§ SOURCE DOCUMENT

Madeira lies 400 miles west of Morocco, approximately 700 miles southwest of mainland Portugal. Madeira means "wood" in Portuguese and is named after the forests and dense vegetation that makes up the island ( we hope it still does, although Unesco has named these forests a world treasure protecting them). Forests comprise 16% of the island which is an evergreen cloud forest. Madeira is 36 miles long and 15 miles wide. However, much of Madeira is volcanic and mountainous so travel distances vary widely. Madeira is not part of the Azores.
The archipelago of Madeira is mountainous, composed of volcanic rock which are summits of submarine volcanoes. Madeira makes up 93% of the land mass of the archipelago, some of the smaller islands not even inhabited. A verdant volcanic extrusion, Madeira rises from the floor of the Atlantic ocean 16,500 feet below sea level to a height of 6,109 feet at Pico Ruiva where the peak cuts through the clouds, its ravines plunging into the sea. According to legend, the Madeira archipelago may be the mountaintops of the fabled lost Atlantis.
It was in this beautiful island that three of my grandparents were born. Joseph Nunes Souza and Delphina Viera shared this heritage with many School Street villagers and their links to each other remained strong all their lives. Delphina and Joseph were natives of Arco da Calheta a beautiful village sitting atop a volcanic mountain side which dips down into the sea.
This is an aerial view of it.
Arca da Calheta was the first area to be colonized in Madeira sometime in the 1400's. Talk about ancient! Who knows how far back the Souza and Viera family go... When we went to the village in 1985 , it was a daunting ride from Funchal through breathtaking gorges and winding roads which often took us through tunnels carved through mountains. Note how the sea can be viewed from the Village: amazing fact, so near and yet so far. My grandfather, Joseph Souza, never learned to swim growing up in this Village. This would mean the loss of his life, at his prime, in Fairhaven, Massachusetts. For all of my grandparents the move to the dreams of a new world would end in tragedy. When we visited the higher country of Madeira, we learned that many people never travelled down to the coast, this being in the days before motor cars for most of them. This was from the front page of the Taunton Daily Gazette in July of 1927, 22 years after Joseph left his home village of Arca da Calheta with his young wife Delphina and their firstborn following soon after. That first child would not live to adulthood,
Back now to focus of this village, a natal village for my family. Our histories are all entertwined with the places our ancestors originated, the facts of their youths
coloring the history of all the family to come.

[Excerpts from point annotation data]

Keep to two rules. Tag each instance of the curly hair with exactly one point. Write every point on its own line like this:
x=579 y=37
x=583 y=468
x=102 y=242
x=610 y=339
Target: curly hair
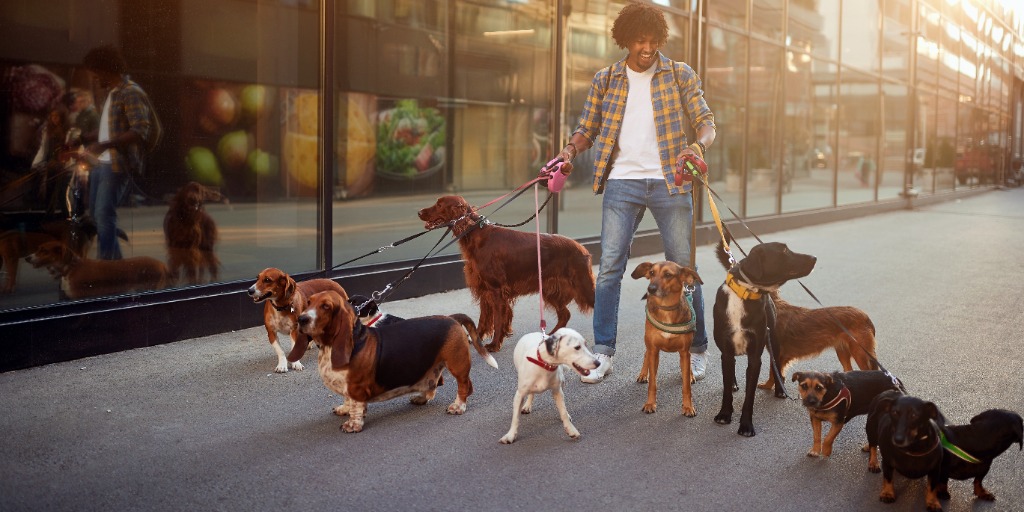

§ TO DO
A. Answer these questions from the piece on Madeira:
(i) What does the name Madeira mean in Portuguese?
(ii) How high does Madeira rise at Pico Ruiva?
(iii) In what year did the writer visit the village?
B. According to the piece on Madeira, why do travel distances on the island vary widely?
C. Carry the piece on Madeira forward from its last sentence.
The entries have no connection to the piece on Madeira.

§ ANSWERS IN ORDER
A.
(i) It means "wood."
(ii) It rises to 6,109 feet.
(iii) The visit was in 1985.

B. Much of Madeira is volcanic and mountainous. So although the island is only 36 miles long and 15 miles wide, travel distances vary widely.

C.
The Village Church
You can see the bell tower of the village Catholic Church clearly in the first photo on this page. We visited there in 1985 and my nephew David and his wife, Linda in the 90's.
David and Linda took these photographs. The Church, as shared by another reader is
Igreja de Sao Braz.
Igreja de Sao Braz.
There is an amazing similarity here. This church is so like the Church that would be built in the School St. Village: St. Anthony's: same blue color, same domed saint's altars...did this vision stay in the mind of the Madeiranceans that lived in the Village? For a small Village it is quite an astounding Church. It was in this Church that many of my ancestors were baptized, confirmed, married and had their funerals. When we were there a woman cleaning in the Church remembered our grandmother Delphina doing the alter linens. We know she took that task right on to St. Anthony's in the Village. For her it was a task of worship, I am sure.
Below a view of leaving the Church and the choir.
Above is the tiled courtyard of the Church which I recall very well. It was very peaceful.
My grandmother Delphina Viera Souza went to school up to the third grade in this Village. She told a cousin of mine that she had a slate hung from a tree in the family yard so she could practice her sums.
This was in the 1800's. We know so little about her and Joseph growing up, including how much schooling he received. It must have been a fair amount as he had
much success as a businessman in Taunton.
It is a blessing to visit one's roots, I wish I knew then what I know now. I would
have done much more research there in that Village. I would also have scoured the area
for photographs. Luckily, the younger generation took over: as they should.
On top of all that I have lost most of the photos I took on that trip.
I am hoping others on the trip will contribute theirs.... Luckily, the younger ones
took over when they went.
took over when they went.
Next post: Funchal and the last grandfather of Madeira.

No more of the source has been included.